Source records:
□ □ □ □

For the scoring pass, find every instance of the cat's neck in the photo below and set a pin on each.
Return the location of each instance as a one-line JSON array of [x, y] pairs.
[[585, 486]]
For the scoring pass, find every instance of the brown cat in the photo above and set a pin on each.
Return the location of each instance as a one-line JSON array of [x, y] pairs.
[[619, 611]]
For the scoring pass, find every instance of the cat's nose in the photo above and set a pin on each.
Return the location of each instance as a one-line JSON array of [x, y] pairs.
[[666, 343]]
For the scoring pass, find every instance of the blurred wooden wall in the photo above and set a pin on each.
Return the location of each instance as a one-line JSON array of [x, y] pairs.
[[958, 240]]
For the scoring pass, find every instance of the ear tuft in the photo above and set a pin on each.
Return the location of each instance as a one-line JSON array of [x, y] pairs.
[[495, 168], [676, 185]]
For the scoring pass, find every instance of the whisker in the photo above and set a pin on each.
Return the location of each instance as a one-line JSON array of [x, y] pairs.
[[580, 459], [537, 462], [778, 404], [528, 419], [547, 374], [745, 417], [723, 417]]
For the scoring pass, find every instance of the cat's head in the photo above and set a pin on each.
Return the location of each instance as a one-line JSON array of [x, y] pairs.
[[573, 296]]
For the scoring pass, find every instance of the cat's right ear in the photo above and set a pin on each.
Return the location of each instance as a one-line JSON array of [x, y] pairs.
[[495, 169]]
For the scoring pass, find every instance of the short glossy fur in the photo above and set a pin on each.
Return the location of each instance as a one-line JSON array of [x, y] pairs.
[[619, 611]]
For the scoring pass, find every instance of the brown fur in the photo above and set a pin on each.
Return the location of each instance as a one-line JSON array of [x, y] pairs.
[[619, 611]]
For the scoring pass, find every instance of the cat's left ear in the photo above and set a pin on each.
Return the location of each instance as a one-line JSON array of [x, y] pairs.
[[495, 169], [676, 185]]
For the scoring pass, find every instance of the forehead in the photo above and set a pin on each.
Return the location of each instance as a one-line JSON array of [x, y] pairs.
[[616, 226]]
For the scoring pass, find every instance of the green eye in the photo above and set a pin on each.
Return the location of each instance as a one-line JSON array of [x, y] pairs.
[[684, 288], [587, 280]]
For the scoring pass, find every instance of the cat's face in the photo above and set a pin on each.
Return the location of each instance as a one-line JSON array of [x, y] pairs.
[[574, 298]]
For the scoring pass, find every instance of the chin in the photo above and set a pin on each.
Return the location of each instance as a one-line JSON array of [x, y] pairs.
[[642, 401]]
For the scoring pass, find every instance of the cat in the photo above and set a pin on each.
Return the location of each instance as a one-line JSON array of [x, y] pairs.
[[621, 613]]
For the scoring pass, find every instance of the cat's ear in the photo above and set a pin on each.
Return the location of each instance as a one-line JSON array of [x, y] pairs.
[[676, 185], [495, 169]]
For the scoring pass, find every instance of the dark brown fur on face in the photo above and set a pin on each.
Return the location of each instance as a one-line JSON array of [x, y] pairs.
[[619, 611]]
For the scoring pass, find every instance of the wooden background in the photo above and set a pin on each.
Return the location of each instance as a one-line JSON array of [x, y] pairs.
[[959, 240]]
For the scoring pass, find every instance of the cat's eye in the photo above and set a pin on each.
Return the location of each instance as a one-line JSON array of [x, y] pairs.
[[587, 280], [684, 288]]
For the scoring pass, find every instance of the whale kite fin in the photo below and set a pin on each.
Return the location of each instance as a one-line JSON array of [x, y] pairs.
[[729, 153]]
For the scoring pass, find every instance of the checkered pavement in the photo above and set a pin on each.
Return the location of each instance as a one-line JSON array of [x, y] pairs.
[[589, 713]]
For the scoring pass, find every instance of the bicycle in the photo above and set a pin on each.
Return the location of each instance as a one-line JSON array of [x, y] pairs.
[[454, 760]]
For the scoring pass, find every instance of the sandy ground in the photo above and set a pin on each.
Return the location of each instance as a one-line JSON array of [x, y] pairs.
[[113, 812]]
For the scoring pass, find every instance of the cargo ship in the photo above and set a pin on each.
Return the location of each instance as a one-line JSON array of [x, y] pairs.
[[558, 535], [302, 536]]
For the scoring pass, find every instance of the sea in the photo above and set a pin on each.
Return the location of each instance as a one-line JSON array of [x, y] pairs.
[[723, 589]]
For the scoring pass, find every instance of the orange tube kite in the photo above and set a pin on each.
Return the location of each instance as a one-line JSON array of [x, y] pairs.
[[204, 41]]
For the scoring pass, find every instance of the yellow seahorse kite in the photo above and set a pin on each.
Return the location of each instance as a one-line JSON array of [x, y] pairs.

□ □ □ □

To do: Copy out all the entries above again, substituting "place a marker" for "set a pin" wherever it occurs and leaving everything else unchanged.

Answer:
For the scoring pass, find every instance of the cat's neck in the photo below and place a marker on each.
Return the location of each instance as a one-line JSON array of [x, y] pairs.
[[585, 486]]
For the scoring pass, find every instance of the brown cat in the photo above and place a marker on each.
Return the location of each instance as a one-line JSON array of [x, y] pairs.
[[619, 611]]
For the scoring pass, find every instance of the cat's nose in the photo above and place a marker on each.
Return the location of each instance as a one-line JSON array of [x, y] pairs.
[[666, 343]]
For the scoring pass, find every instance of the blurred wooden wall in the photo above and place a marker on each.
Return the location of each instance as a one-line JSON array of [x, y] pairs.
[[958, 240]]
For the scoring pass, find every instance of the ear tuft in the photo above and place a marker on each.
Return the location of each instance as a one-line JSON array of [x, y] pairs.
[[495, 168], [676, 185]]
For the scoring pass, find every instance of the whisker in the photo above and place a marker on each.
Return the location of each instance as a one-line JSON array of [x, y] pairs.
[[580, 459], [537, 462], [778, 404], [528, 419], [547, 374], [745, 417], [723, 417]]
For the scoring pass, find every instance of the cat's head in the photo above and place a marker on each.
Return the location of each instance as a one-line JSON array of [x, y] pairs.
[[573, 296]]
For the scoring pass, find every instance of the cat's right ear in the photo above and place a marker on each.
Return the location of each instance as a one-line JSON array of [x, y] pairs.
[[495, 169]]
For the scoring pass, find every instance of the short glossy fur in the photo above and place a marker on each.
Return the location of each instance as a one-line JSON array of [x, y] pairs.
[[619, 611]]
For the scoring pass, find every instance of the brown fur in the photo above and place a marker on each.
Return the location of each instance as a one-line JSON array of [x, y] pairs.
[[619, 611]]
For the scoring pass, find every instance of the cat's left ear in the photo above and place a marker on each.
Return the location of each instance as a one-line JSON array of [x, y] pairs.
[[495, 169], [676, 185]]
For the scoring pass, find every instance of the forehead in the photo above and place a marker on each.
Return the location of each instance as a one-line JSON array of [x, y] pairs.
[[616, 226]]
For the scoring pass, find every instance of the green eye in the photo above and place a marker on each.
Return the location of each instance as a one-line JSON array of [x, y] pairs.
[[684, 288], [587, 280]]
For the scoring pass, find every instance of the cat's face in the photo above and place a marker on each.
Return the location of each instance as a one-line JSON array of [x, y] pairs.
[[574, 298]]
For the scoring pass, find every instance of the chin in the photo above and place a marker on each.
Return the location of each instance as a one-line JSON array of [x, y] pairs.
[[642, 401]]
For the scoring pass, find every instance of the cat in the photo above and place a marker on each.
Return the location of each instance as a one-line JSON array of [x, y] pairs.
[[621, 613]]
For the scoring pass, find every instance of the cat's ear in the photo above and place a marker on each.
Return the location of each instance as a one-line JSON array of [x, y] pairs.
[[676, 185], [495, 169]]
For the scoring pass, find every instance of the dark brown fur on face in the photo above and place a marker on each.
Return the location of each instance as a one-line JSON array of [x, y] pairs.
[[619, 611]]
For the scoring pass, find every instance of the wooden background in the photo above and place a marker on each.
Return the location of each instance as a one-line JSON array of [x, y] pairs.
[[959, 240]]
For the scoring pass, find every instance of the cat's eye in the photo above and place a marker on each.
Return the location of each instance as a one-line JSON array of [x, y] pairs.
[[587, 280], [684, 288]]
For the scoring pass, find every instance of the whale kite fin in the photo below and place a marker on each.
Return the location of each instance as a one-line JSON array of [x, y] pairs.
[[729, 153]]
For the scoring pass, find every instance of the checkered pavement in the photo above and place a marker on each.
Return the location of each instance as a one-line JSON array of [x, y] pairs.
[[589, 713]]
For the scoring pass, find every instance of the bicycle in the photo above and place a marker on each.
Return the location of each instance as a one-line JSON array of [x, y] pairs.
[[454, 760]]
For the scoring pass, find every instance of the sandy ground in the photo above and place a marker on each.
Return the location of each instance as a one-line JSON array of [x, y] pairs.
[[113, 812]]
For the scoring pass, find every instance of the cargo ship in the photo above and place a marker on each.
Return the location of each instance as a one-line JSON array of [x, y] pairs.
[[558, 535], [302, 536]]
For the scoring pass, find every instance of the sea in the photo above and place a marker on each.
Return the location of each instance as a one-line JSON array of [x, y] pairs.
[[723, 589]]
For the scoring pass, find every instance of the orange tube kite in the photo above and place a marker on each.
Return the location of each instance as a one-line JSON array of [x, y] pairs.
[[204, 41]]
For the scoring pass, find every instance of the yellow seahorse kite in the photo above and place a marker on each.
Return the location of each instance as a one-line JSON array of [x, y] pairs.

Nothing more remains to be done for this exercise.